New Book Alert: Memoirs of a Witness Tree: Poems by Randal A. Burd Jr.; Concrete Descriptive Poems About Life ,Love, and Family
By Julie Sara Porter
Some poets prefer to write in metaphor and hide poetry's real meaning by abstract description, allusion, and imagery that only hints at the real meaning. Others prefer to be more concrete. The meaning is conveyed through the simple description with no hidden theme. With his book of poems, Memoirs of a Witness Tree, Randal A. Burd Jr. is the latter.
Burd's poems paint verbal pictures through words and form. He captures various subjects such as youth, love, friendship, emotion, aging, and death in ways that even Readers who aren't regular poetry lovers will read and understand. These are experiences that many can relate to and follow.
Burd is fond of using the sonnet form. Various poems in this book are sonnets. The first poem, "Humblest Apologies" hilariously warns the Reader about the "archaic paradigm." The Speaker is afraid that the Readers may think that he is boastful or cliched by retreating to the popular form used by Shakespeare and Spenser. The Speaker however prefers to write his poems his own way and hilariously warns the Reader "And thus with ample warning, pray begin/To reassess conventionality."
While Burd often uses the sonnet form, the emotions captured in the poems are so great that the Reader is unaware of the form that is used. The description and imagery take hold. In "Prematurely Blessed", this is particularly noticeable. In this poem, the Speaker is delighted about the birth of his daughter, but anguished about her premature birth and frail body. "Untimely from her mother's womb was hurled/Our premature and sickly sacred prize/Who, we would later come to realize/Became the star 'round which our planet whirled/Her sickliness received intensive care/Pneumonia left her lungs and let her thrive/So lucky and blessed to be alive/Our lives were changed forever then and there." Through his words, Burd captured the bittersweetness when a child is born, but is ill and may not live long.

# [Source data]
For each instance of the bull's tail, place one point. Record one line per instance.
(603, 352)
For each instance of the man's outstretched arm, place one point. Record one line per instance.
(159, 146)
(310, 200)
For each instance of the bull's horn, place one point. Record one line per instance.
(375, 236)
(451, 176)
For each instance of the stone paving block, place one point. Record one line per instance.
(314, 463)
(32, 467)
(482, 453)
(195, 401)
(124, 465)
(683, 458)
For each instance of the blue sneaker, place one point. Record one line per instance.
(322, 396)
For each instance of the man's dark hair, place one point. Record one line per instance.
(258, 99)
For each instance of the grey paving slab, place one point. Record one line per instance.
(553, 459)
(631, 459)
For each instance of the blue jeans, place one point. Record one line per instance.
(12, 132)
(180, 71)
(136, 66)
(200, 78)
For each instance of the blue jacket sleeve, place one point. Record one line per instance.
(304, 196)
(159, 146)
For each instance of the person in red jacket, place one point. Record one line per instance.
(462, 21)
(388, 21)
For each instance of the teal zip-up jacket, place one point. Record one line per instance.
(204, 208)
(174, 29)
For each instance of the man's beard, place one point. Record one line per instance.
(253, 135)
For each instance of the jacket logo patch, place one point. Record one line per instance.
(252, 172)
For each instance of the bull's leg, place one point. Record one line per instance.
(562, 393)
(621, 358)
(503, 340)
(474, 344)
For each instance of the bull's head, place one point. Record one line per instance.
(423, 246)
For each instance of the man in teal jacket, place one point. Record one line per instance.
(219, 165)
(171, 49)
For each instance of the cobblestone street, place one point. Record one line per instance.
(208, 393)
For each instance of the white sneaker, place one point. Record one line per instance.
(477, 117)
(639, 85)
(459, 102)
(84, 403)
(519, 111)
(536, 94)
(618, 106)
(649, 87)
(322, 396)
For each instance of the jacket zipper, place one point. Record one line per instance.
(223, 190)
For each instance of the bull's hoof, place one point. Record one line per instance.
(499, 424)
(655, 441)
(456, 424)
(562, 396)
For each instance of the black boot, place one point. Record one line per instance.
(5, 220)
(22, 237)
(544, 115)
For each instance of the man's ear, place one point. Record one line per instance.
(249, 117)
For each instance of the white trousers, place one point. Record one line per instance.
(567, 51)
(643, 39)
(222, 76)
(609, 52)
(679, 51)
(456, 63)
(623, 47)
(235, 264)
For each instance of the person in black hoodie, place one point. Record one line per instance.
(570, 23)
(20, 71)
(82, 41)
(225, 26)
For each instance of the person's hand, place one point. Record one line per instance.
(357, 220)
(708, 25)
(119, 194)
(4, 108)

* * *

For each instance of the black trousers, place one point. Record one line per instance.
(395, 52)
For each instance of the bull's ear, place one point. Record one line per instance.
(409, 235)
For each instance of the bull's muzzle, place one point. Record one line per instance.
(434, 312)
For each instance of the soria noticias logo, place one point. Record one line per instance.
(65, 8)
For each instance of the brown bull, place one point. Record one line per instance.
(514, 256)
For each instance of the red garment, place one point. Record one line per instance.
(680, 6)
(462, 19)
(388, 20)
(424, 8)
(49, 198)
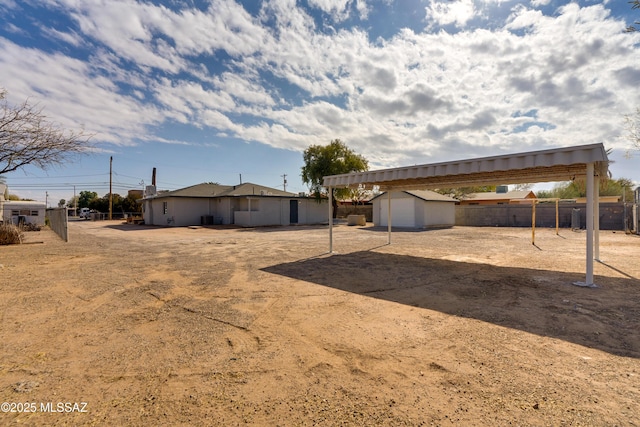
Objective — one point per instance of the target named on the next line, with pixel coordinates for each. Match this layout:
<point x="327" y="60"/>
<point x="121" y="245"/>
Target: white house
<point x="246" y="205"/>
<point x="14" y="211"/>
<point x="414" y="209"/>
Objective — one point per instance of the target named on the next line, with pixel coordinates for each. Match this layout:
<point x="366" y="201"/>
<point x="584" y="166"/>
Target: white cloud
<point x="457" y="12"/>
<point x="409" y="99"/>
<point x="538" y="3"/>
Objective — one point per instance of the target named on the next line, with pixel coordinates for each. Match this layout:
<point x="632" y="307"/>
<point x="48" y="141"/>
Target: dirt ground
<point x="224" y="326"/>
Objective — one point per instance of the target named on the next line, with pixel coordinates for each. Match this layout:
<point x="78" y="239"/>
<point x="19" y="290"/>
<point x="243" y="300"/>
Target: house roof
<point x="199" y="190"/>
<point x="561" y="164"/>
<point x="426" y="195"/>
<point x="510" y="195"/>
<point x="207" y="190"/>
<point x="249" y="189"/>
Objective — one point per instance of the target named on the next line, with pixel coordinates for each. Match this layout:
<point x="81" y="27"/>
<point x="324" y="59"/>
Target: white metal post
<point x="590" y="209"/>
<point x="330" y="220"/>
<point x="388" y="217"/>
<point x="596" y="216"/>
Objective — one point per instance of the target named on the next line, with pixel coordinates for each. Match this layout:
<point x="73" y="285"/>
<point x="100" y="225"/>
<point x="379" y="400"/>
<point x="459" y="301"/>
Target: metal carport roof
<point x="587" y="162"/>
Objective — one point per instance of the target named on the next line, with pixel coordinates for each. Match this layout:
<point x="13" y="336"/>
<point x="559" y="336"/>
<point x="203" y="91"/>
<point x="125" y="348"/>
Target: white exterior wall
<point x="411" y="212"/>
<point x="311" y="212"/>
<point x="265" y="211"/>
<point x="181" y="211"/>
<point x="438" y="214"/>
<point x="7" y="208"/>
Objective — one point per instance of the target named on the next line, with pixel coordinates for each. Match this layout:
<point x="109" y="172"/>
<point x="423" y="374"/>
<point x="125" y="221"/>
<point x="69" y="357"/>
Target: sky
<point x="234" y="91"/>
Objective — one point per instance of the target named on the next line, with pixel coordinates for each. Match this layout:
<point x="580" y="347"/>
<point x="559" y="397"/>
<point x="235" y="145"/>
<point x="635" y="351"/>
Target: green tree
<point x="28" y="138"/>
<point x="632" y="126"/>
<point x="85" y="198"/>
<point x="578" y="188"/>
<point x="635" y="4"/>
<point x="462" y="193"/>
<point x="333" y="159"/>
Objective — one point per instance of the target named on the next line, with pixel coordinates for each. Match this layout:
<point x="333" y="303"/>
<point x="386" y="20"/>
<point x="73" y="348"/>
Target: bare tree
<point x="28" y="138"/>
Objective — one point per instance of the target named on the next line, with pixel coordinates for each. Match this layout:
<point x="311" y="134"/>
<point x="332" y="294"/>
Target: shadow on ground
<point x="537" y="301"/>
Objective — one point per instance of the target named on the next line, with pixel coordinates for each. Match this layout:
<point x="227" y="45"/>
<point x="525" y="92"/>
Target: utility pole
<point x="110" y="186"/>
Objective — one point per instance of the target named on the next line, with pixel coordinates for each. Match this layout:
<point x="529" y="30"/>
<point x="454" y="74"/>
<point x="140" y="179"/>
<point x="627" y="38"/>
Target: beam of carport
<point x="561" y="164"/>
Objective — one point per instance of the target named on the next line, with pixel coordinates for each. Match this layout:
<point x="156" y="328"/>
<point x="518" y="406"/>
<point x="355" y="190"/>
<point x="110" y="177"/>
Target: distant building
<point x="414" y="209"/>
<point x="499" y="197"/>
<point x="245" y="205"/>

* * *

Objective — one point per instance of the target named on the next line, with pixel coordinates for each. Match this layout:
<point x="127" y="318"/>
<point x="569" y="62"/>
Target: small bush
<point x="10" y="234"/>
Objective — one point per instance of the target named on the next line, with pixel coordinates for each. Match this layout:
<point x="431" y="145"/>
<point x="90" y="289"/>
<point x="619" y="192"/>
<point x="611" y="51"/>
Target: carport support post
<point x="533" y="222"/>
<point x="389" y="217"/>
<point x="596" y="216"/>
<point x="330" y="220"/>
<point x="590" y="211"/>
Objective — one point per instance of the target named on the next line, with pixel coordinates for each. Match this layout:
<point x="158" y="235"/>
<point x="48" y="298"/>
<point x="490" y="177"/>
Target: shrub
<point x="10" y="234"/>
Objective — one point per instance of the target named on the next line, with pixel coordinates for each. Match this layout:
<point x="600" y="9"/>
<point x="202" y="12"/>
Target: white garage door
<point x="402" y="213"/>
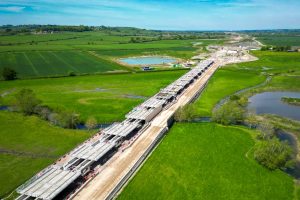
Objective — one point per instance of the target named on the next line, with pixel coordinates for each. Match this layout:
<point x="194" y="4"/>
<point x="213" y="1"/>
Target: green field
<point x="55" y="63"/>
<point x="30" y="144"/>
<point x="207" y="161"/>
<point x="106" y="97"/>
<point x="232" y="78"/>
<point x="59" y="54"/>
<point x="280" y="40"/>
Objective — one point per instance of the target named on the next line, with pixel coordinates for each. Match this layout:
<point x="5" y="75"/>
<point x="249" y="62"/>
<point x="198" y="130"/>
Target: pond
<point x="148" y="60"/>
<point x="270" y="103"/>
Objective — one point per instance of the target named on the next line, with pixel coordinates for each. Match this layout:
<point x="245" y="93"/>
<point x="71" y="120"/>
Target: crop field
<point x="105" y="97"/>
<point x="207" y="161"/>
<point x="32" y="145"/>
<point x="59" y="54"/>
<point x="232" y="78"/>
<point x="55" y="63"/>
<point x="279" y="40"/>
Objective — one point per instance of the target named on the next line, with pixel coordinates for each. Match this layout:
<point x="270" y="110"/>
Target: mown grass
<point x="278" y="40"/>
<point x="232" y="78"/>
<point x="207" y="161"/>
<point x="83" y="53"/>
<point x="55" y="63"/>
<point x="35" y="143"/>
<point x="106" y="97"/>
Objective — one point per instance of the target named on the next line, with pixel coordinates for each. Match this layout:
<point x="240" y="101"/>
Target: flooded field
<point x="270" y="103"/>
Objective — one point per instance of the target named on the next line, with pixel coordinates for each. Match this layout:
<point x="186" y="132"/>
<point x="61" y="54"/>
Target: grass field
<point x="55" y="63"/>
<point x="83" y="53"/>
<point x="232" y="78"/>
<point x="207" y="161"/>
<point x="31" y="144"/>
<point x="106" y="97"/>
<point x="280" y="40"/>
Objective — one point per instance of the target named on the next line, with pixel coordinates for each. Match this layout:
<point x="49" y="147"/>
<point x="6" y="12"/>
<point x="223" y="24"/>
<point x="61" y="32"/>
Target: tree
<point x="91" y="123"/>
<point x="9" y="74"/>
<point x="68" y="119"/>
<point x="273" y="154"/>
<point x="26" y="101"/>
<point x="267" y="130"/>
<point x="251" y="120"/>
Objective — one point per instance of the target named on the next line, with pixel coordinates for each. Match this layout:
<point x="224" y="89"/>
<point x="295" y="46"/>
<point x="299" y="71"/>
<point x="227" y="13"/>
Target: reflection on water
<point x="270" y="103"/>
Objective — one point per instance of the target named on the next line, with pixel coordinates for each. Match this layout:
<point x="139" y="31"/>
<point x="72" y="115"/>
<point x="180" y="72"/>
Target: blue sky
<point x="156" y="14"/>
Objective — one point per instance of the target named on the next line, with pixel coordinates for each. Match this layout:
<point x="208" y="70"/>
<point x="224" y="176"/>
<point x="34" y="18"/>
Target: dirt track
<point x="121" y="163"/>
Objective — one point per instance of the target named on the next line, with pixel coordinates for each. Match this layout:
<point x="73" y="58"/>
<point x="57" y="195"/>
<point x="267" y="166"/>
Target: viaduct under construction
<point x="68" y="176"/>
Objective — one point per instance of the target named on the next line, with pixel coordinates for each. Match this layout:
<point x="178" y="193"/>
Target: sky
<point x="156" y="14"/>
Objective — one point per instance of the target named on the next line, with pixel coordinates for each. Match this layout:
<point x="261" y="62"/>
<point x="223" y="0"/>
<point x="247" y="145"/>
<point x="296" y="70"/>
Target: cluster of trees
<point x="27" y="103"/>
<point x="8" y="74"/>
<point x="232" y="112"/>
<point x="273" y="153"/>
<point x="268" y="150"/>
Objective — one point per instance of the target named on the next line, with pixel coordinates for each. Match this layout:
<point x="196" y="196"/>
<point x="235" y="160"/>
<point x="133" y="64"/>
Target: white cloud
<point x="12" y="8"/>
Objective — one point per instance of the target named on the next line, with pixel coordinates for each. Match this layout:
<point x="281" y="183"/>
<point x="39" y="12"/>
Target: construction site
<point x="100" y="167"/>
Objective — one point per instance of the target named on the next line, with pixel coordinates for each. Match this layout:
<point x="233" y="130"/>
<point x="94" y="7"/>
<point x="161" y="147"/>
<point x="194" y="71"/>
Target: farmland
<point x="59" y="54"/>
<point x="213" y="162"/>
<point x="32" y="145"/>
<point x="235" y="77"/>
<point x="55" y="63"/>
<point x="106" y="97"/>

# [Problems]
1 > In the review of Memoirs of a Witness Tree, rewrite the passage between "While Burd often" and "not live long.", inclusive, replacing "sonnet form" with "sonnet structure".
2 > Write the next part of the review of Memoirs of a Witness Tree, picking up after its final sentence.
The items are not needed and can be left aside.

# [Responses in order]
1 >
While Burd often uses the sonnet structure, the emotions captured in the poems are so great that the Reader is unaware of the form that is used. The description and imagery take hold. In "Prematurely Blessed", this is particularly noticeable. In this poem, the Speaker is delighted about the birth of his daughter, but anguished about her premature birth and frail body. "Untimely from her mother's womb was hurled/Our premature and sickly sacred prize/Who, we would later come to realize/Became the star 'round which our planet whirled/Her sickliness received intensive care/Pneumonia left her lungs and let her thrive/So lucky and blessed to be alive/Our lives were changed forever then and there." Through his words, Burd captured the bittersweetness when a child is born, but is ill and may not live long.

2 >
Many of Burd's poems are filled with nostalgia and a longing for the past. The poem "Overthrown," features the Speaker driving through his hometown and seeing the woods where he and his friends used to play Robin Hood and other games. Burd wrote, "The paths we have made have long since overgrown/Our wooden forts became the forest floor/Adventures don't occur here anymore-/Our sacred places have been overthrown." The Speaker believes that urban encroachment, environmental change, and even the passage of time has violated his sacred space.
Some of the strongest emotions in the book are often the saddest. In his poem, "Grief", Burd reveals what happens to a person when another person close to them is going through a death. The Speaker's neighbor has suffered a death. The Speaker gives as much empathy as he can, but knows that he cannot feel what his friend feels. He is consumed by his friend's sadness and tries to put himself in the other's shoes. Burd wrote, "Those most involved can't simply walk away/Their lives have changed forever from now on-/Those who remain defined by who is gone/Those gone defined by who is forced to stay/They greet the ones who come to say goodbye/And smile when all they want to do is cry/Their well of anguish can never run dry/Replenished by the next in line to die." Being an observer to the grief and not actually in the family going through the loss, the Speaker feels separated from his friend by emotions to which he doesn't have full access.
Burd also captures humor in his work. In his poem "Lost," the Speaker is lost driving down a logging road with a less-than-helpful GPS. The Speaker is anxiously imagining the worst possibilities. "My compact car was never meant for this/How soon until they locate my remains?/My legacy will be my lack of brains/And absence in the lives of those I'll miss." However, the Speaker finds his way out of the woods "just before the fear sets in for good." The Speaker realizes that the imagined fear is often worse than the real situation.
Sometimes the poems give meaning to an object. In "The Suitcase", an abandoned suitcase lies on the ground, a testament to its former owner's travels and lifestyles. When the original owner died, the suitcase was left behind. "What irony! A suitcase left behind/Speaks more about the trip it never made/Found useless for the task it was designed/When owner passed from substance into shade" When that owner took their final trip into the Afterlife, it left the suitcase behind. Burd wrote, "Things that matter now won't matter then/The cycle only ends to start again."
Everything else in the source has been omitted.